* **AIM OF THE TASK**:
In the qRT-PCR summary, on how many occasions is each research experiment performed with independent samples?

* **TEXT BLOCK**:

This is a technical summary stripped of as much jargon as possible. As it relates to COVID-19, it doesn’t cover so-called ‘cold’ positives, in which virus RNA (including RNA fragments) is present in samples that do not contain viable or infectious virus and yet may still may give a positive signal. But it should highlight that although qRT-PCR is immensely powerful in research, its potential pitfalls require punctilious safeguards. In research, each experiment is performed with independent samples on at least two occasions – a minimal requirement for publication by respected journals. Interpreting both positive and negative qRT-PCR results requires experience that is most abundant among molecular biologists working on eukaryotic systems, and one wonders to what extent they have been called upon to advise on COVID-19 testing. There are few technical grounds on which to be confident that qRT-PCR is readily scalable, but doubts about its clinical application could be met squarely, whilst respecting patient anonymity, by complete, contemporaneous and auditable transparency.
Figure 1. Polymerase chain reaction, PCR. a, The amount of PCR primers is unlimiting and the primers usually match their target perfectly. The PCR principle works in qRT-PCR. b, In an ideal world, each primer is specific for its intended target, but in reality they can match ‘target look-alikes’. Although these don’t work as well as the intended targets, there are many more look-alikes (than intended targets) and binding to them on only two occasions may be sufficient to produce an unintended (‘false’) positive.
The author is a research scientist working on eukaryotic molecular biology who has a PhD in microbial pathogenicity and has been using RT-PCR for over thirty years.

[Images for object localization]
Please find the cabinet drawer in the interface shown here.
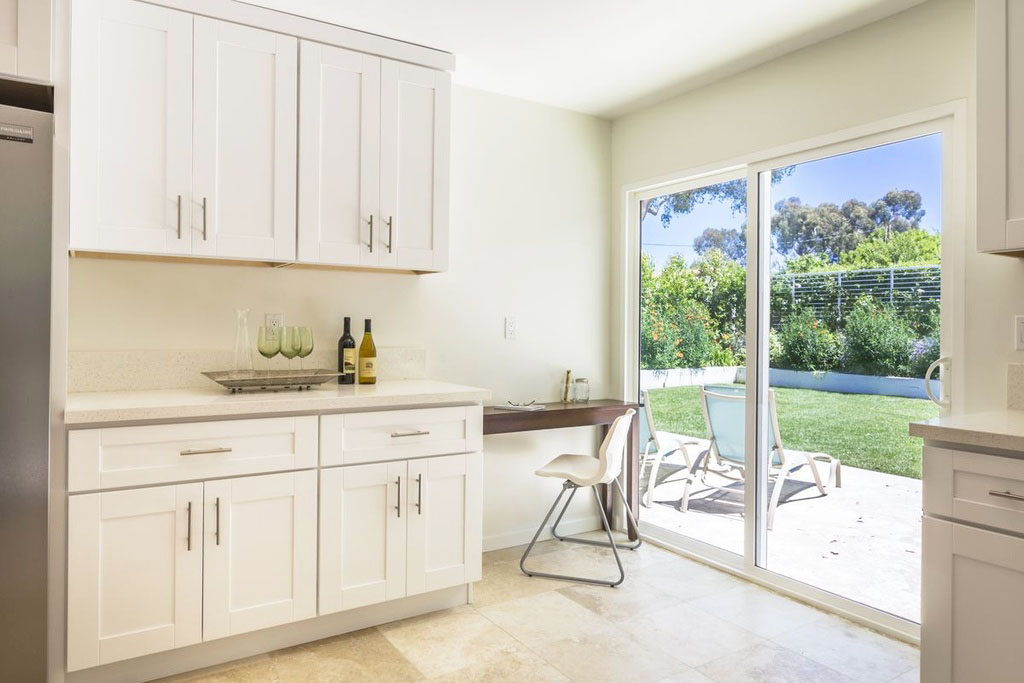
[321,405,483,466]
[924,446,1024,533]
[68,415,317,492]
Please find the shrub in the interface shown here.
[768,308,843,371]
[843,297,914,377]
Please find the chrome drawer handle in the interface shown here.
[391,431,430,438]
[988,490,1024,501]
[178,449,231,456]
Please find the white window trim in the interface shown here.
[618,99,968,643]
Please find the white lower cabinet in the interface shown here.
[921,518,1024,683]
[203,470,316,640]
[68,483,203,671]
[319,453,482,614]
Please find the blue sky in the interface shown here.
[641,134,942,267]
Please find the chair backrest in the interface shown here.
[597,408,637,483]
[640,389,660,454]
[700,384,779,465]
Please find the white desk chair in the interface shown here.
[519,409,641,587]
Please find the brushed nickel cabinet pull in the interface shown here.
[416,474,423,515]
[988,490,1024,501]
[178,449,231,456]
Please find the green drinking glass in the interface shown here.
[256,328,281,372]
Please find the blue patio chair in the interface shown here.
[680,384,843,528]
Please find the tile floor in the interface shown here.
[157,541,919,683]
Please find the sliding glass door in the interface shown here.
[637,112,963,630]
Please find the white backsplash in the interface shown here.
[68,346,427,393]
[1007,362,1024,411]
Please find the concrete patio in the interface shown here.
[640,446,922,622]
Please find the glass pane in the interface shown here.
[640,178,746,554]
[759,134,942,622]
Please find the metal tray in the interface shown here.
[203,370,341,393]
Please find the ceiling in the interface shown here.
[239,0,924,118]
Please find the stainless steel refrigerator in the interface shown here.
[0,80,53,682]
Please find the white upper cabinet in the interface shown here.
[975,0,1024,252]
[191,16,298,261]
[0,0,52,81]
[71,0,193,254]
[68,483,203,671]
[299,41,381,265]
[375,59,452,270]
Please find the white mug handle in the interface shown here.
[925,356,949,409]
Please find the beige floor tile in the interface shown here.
[636,555,750,600]
[692,584,824,638]
[558,574,679,622]
[534,626,680,683]
[621,602,764,667]
[153,654,279,683]
[480,588,612,649]
[473,560,565,607]
[379,607,524,678]
[271,629,423,683]
[697,643,851,683]
[421,648,569,683]
[772,615,920,683]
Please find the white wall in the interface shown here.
[70,88,610,547]
[612,0,1024,411]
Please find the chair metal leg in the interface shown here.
[519,480,641,588]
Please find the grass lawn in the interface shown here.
[650,386,939,479]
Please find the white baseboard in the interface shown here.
[483,515,601,552]
[65,584,472,683]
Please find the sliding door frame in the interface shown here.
[621,99,968,643]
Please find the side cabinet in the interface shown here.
[921,517,1024,683]
[68,483,203,671]
[203,470,316,640]
[975,0,1024,252]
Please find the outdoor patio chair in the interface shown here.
[680,384,843,529]
[640,389,699,508]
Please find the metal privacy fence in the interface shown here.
[772,265,941,325]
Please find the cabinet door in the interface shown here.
[203,470,316,640]
[193,16,298,260]
[298,41,381,265]
[71,0,193,254]
[407,453,483,595]
[921,517,1024,683]
[319,462,409,614]
[374,59,452,270]
[68,483,203,671]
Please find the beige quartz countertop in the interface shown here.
[65,380,490,427]
[910,411,1024,455]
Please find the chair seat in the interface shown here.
[537,454,606,486]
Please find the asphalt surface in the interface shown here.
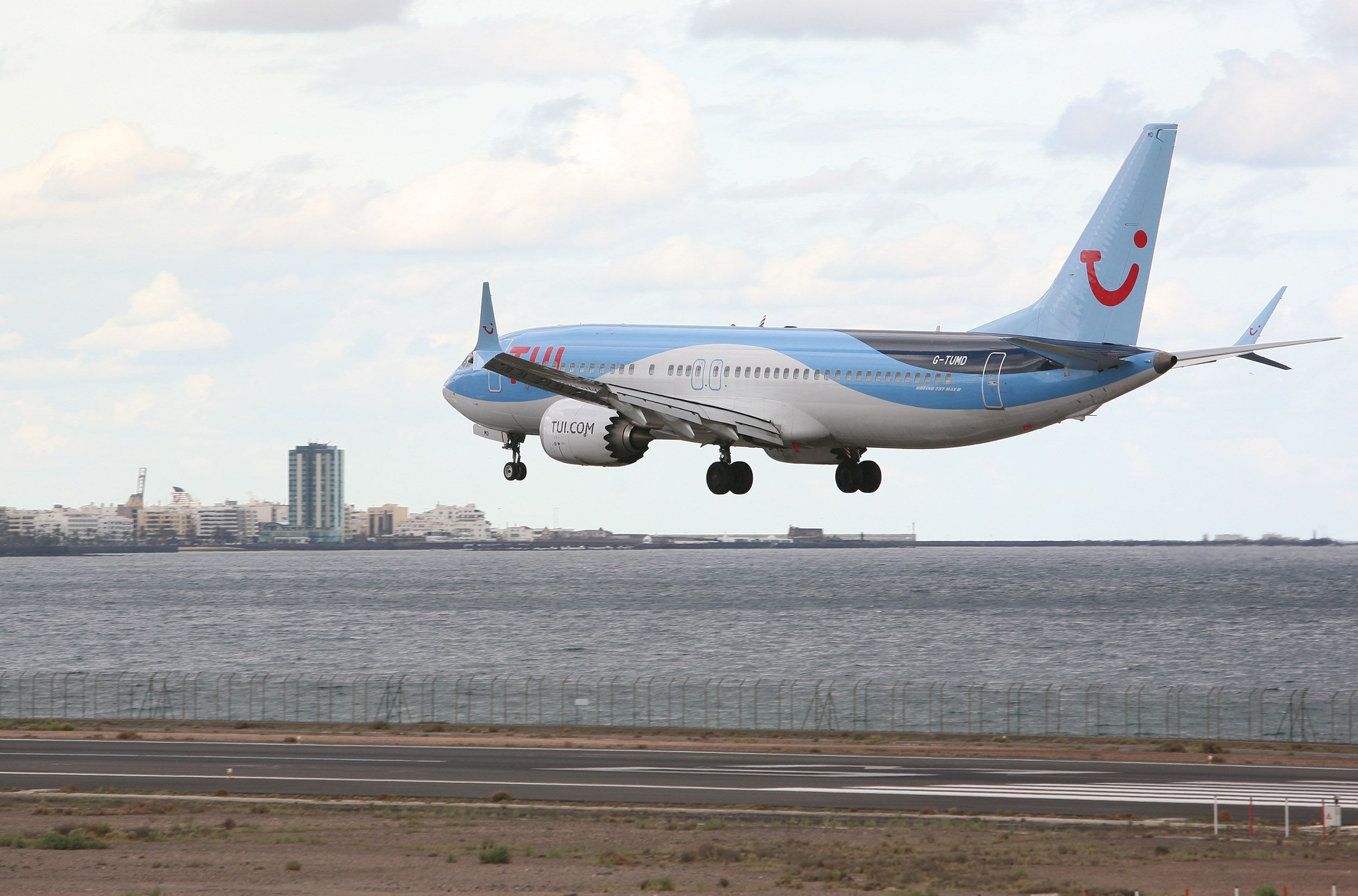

* **OUTPUT FOR THIS TASK**:
At least two occasions.